[Problem requirements]
Using the records below, find every line that includes "point" and copy it.

[Data records]
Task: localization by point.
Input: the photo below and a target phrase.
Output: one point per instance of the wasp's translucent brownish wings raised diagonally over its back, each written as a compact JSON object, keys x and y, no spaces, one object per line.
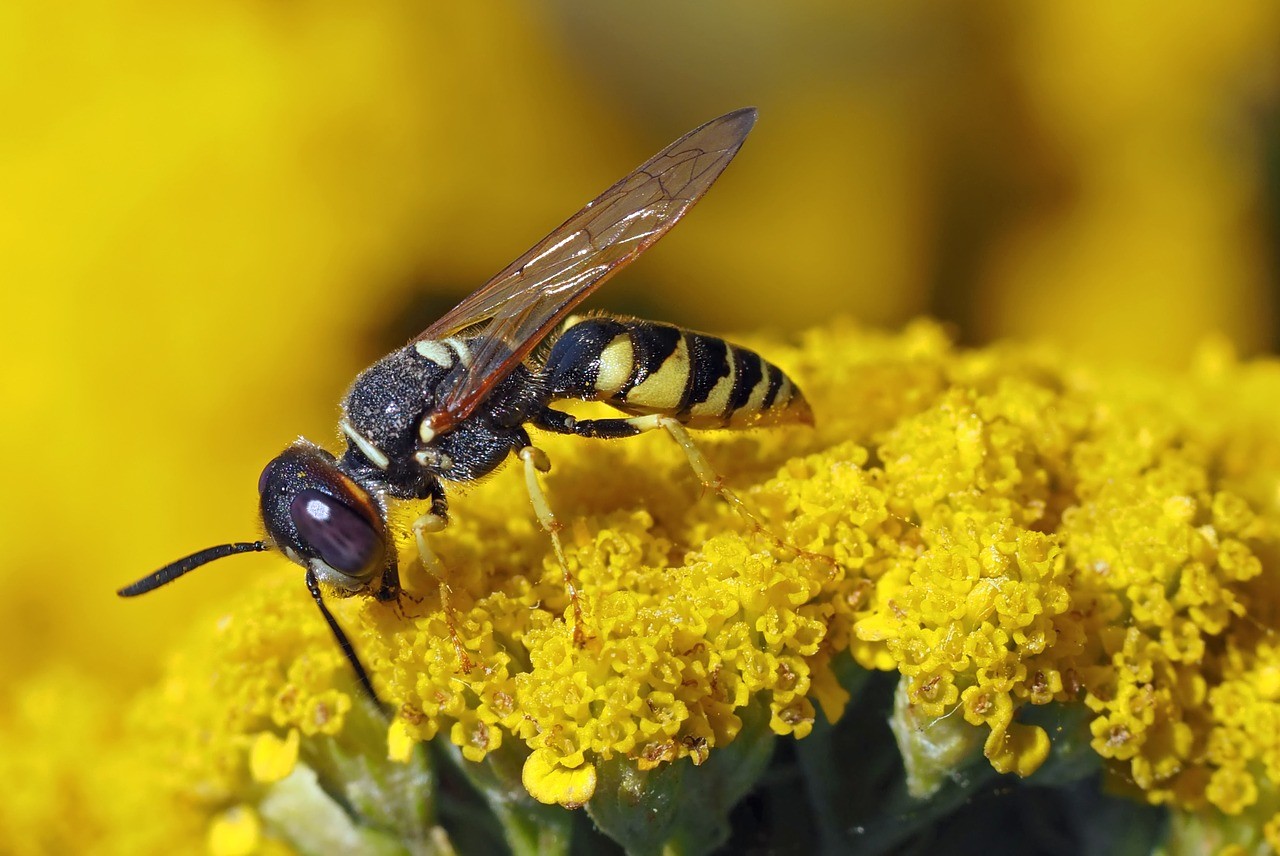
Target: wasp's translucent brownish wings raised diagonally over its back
{"x":525,"y":303}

[Completed task]
Task: localization by point.
Output: one point per instance of the wasp's translucent brownish wings raised diagonally over its back, each written as a compact JSON object, keys x and y, no spaces, one object per line.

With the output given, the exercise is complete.